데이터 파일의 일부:
....................
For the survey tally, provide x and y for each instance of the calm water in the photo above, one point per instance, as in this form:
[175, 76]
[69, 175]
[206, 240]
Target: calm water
....................
주어진 지시:
위 기록 전체를 한 글자도 바꾸지 말고 그대로 옮겨 적으세요.

이 연습의 답:
For the survey tally, provide x and y for each instance of the calm water in the photo above, one point per instance, as in this form:
[175, 76]
[69, 175]
[206, 240]
Target: calm water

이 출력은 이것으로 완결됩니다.